[What you are asked to do] What are the lines, copied exactly, from the one containing "symbol in the image." through the last line of the records below, both included?

[Records from a data collection]

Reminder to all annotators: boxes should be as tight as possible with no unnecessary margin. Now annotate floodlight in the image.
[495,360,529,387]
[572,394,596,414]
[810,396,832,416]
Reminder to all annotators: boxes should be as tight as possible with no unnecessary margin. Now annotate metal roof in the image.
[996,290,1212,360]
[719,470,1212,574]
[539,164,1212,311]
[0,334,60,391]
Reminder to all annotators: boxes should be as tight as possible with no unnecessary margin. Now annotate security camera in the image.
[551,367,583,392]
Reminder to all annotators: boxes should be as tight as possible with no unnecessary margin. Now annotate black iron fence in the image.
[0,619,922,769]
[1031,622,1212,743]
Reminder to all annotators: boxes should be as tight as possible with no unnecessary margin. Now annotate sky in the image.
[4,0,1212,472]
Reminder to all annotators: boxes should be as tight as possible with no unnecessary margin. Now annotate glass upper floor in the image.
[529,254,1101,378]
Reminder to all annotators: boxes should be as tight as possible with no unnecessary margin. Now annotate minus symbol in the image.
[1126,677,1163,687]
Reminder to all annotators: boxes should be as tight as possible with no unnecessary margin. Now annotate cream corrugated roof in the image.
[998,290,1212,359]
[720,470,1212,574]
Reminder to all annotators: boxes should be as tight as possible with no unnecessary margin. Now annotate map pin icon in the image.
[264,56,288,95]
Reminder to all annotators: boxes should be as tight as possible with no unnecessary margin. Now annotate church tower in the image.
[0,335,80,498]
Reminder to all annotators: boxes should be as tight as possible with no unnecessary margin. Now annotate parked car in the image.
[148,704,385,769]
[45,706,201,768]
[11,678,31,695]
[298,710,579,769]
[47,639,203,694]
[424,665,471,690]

[Task response]
Reminder to all annotators: boxes should be as tight as possible with no unnecessary margin. Now annotate minus symbol in the image.
[1126,677,1163,687]
Reminder to all annotators: boxes should be as tight as possible with no unnecessary margin. Now annotate cream corrugated roof in the image.
[998,290,1212,359]
[720,470,1212,574]
Reminder to all annotators: boxes should be as tight as possible with no unnecessary margin. Now annotate map pin icon in the image.
[264,56,288,95]
Reminder to all annotators: boxes should be as tight as possible with no unnecessary margin. Now annotate church tower in the image.
[0,335,80,498]
Reminder to all annotators: boxes should be as tight as possible with no unnecessary margin. Now annotate parked car in the image.
[148,704,385,769]
[45,706,201,768]
[11,678,31,695]
[298,710,579,769]
[47,639,203,694]
[424,665,471,690]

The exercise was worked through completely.